Dataset excerpts:
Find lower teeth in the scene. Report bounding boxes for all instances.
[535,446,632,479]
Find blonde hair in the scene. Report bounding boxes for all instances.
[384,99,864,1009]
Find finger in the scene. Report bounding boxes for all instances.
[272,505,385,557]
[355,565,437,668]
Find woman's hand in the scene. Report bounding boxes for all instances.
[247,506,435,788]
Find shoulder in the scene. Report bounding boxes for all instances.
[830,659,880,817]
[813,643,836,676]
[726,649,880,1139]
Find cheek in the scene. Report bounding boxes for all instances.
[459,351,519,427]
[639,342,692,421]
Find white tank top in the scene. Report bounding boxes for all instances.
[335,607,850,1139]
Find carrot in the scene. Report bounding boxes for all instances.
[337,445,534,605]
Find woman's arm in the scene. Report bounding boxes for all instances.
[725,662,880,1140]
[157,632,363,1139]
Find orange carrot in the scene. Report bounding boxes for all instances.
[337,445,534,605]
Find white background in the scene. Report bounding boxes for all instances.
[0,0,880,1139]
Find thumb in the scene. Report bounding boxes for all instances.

Task statement: Revise the listing above so that "scene" reads "photo" everywhere, and leave every other word as it is.

The result:
Find lower teeth in the photo. Report bounding boxes for all instances.
[535,446,632,479]
Find blonde hair in the photo. Report bounding boxes for all instances.
[384,99,864,1009]
Find finger in the photo. Report bounding boxes for all instances.
[272,505,385,557]
[355,565,437,668]
Find woman's hand in the photo. Report bounding boxes for all instances.
[247,506,435,788]
Find shoulder in the photo. Report bounding boxes for all instances.
[830,659,880,817]
[813,643,836,676]
[726,649,880,1139]
Find cheek in the photo. Report bounding boxes for all instances.
[459,351,519,427]
[639,342,692,421]
Find white tank top in the photo. Report bounding boxes for all instances.
[335,607,850,1139]
Find carrot in the photo. Report bounding boxes for all instances.
[337,445,534,605]
Find woman's arm in the photo. Report bounding boxes for all instances.
[725,662,880,1140]
[157,632,363,1139]
Find orange carrot in the photo. Report bounding boxes for all instances.
[337,445,534,605]
Find white background in the photo. Report bounding boxes for all instances.
[0,0,880,1139]
Find thumb in the photo. Report bounding boxes for all instances.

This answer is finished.